Tuesday, December 10, 2013

Poll: Texans support rehab over prison for low-level offenders

The Texas Public Policy Foundation released the results of a poll yesterday gauging public opinion re: rehab vs. prison for low-level drug and property offenders. Here's how the Statesman's Mike Ward summarized the results:
Texans by a wide margin support more treatment and rehabilitation programs for non-violent lawbreakers instead of prison time, a new poll showed Monday, the latest indication of a significant about-face by voters on the issue in recent years.

The poll commissioned by the Texas Public Policy Foundation, a conservative think tank that supports prison reforms, showed 84 percent of all likely voters contacted favor alternative-to-prison programs for non-violent drug offenders — including 81 percent who identified themselves as Republican, 89 percent as Democrat and 86 percent as independent.

Support was nearly as high among likely voters for putting more low-level offenders on strict probation programs, for allowing them the “opportunity to rehabilitate their behavior,” even for letting them pay restitution to their victims for non-violent offenses — all before they are sent to prison.

****************************************

:: TO BE DONE ::
- A) In the article on the Texas poll, what share of voters who identified as independent favored alternative-to-prison programs for non-violent drug offenders?
- B) Decide whether each statement below agrees with the article on the Texas poll, answering yes or no and quoting the words that decide it. (i) The Texas Public Policy Foundation is described as a conservative think tank. (ii) The poll results came out on a Friday. (iii) Self-identified Republicans showed more support than self-identified Democrats for alternative-to-prison programs.
- C) From the article on the Texas poll, write out the part that opens with the words containing "Poll: Texans support" and closes with "in recent years.".

(Point annotation dataset records)

****************************************

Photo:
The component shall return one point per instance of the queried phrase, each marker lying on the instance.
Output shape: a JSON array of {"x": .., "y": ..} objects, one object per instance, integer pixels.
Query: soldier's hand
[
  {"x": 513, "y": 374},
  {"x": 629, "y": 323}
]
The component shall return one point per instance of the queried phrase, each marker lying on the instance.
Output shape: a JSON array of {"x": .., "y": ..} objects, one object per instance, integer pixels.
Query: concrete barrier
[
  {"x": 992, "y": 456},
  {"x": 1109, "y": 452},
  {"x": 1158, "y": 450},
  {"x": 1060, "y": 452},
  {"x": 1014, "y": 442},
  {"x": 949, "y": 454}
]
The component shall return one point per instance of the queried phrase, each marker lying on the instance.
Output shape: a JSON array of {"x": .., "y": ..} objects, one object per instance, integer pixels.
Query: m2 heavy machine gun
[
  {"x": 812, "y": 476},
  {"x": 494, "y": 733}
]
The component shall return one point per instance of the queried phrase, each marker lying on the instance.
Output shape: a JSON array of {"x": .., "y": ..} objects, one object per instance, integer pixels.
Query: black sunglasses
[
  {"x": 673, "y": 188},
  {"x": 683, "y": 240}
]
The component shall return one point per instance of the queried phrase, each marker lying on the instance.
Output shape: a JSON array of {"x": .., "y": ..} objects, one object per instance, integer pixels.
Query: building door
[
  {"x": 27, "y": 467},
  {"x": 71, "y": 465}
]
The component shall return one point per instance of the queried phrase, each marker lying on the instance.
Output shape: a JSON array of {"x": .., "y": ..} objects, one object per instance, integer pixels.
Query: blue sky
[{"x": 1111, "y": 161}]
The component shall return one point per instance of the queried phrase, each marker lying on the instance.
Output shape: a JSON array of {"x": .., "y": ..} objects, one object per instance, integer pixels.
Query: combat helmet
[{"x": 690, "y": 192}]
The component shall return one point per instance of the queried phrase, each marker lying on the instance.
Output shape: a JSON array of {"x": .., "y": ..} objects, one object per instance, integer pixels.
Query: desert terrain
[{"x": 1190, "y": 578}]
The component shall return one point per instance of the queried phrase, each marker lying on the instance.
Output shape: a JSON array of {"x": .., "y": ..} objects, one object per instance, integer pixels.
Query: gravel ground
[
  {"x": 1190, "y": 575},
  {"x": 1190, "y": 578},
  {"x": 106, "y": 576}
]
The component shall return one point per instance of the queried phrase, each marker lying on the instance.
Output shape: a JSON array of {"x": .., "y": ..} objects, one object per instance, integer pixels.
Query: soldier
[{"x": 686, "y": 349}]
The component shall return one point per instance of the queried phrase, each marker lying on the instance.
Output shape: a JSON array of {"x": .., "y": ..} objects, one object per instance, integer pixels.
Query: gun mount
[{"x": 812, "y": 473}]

****************************************

:: FINAL RESULTS ::
- A) 86 percent

- B)
(i) Yes: "a conservative think tank that supports prison reforms"
(ii) No: "a new poll showed Monday"
(iii) No: "81 percent who identified themselves as Republican, 89 percent as Democrat"

- C)
Poll: Texans support rehab over prison for low-level offenders

The Texas Public Policy Foundation released the results of a poll yesterday gauging public opinion re: rehab vs. prison for low-level drug and property offenders. Here's how the Statesman's Mike Ward summarized the results:
Texans by a wide margin support more treatment and rehabilitation programs for non-violent lawbreakers instead of prison time, a new poll showed Monday, the latest indication of a significant about-face by voters on the issue in recent years.